# [Input for this task]

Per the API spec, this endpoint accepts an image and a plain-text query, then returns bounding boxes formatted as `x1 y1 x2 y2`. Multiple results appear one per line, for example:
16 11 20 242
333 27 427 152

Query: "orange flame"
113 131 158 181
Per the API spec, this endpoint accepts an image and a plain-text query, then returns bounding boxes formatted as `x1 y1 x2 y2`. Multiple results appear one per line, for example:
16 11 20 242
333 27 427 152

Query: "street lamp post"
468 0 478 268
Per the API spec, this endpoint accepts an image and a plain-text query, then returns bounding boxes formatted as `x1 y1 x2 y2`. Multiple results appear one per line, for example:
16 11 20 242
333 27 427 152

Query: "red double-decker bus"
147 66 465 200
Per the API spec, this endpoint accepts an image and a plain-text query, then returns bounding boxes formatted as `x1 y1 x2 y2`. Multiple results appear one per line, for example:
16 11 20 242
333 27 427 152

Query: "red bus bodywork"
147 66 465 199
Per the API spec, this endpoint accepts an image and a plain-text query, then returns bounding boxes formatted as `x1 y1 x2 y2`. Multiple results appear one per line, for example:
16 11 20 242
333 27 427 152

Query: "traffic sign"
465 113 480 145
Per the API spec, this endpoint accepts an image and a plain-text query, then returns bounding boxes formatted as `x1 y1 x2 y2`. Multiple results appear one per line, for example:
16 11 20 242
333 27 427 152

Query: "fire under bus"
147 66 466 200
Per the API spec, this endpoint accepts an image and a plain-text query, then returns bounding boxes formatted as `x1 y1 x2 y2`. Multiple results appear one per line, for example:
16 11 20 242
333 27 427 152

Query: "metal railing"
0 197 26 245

# [Stated problem]
Copy the data word for word from its first line up to and including the line that contains "113 131 158 181".

# [The completed task]
Per the API spec, this endpoint accepts an image and a plain-text query, then returns bounding boxes formatted as `x1 y1 x2 y2`. Multiple results appear one per line, for example:
16 11 20 242
333 27 427 152

Query: "orange flame"
113 131 158 181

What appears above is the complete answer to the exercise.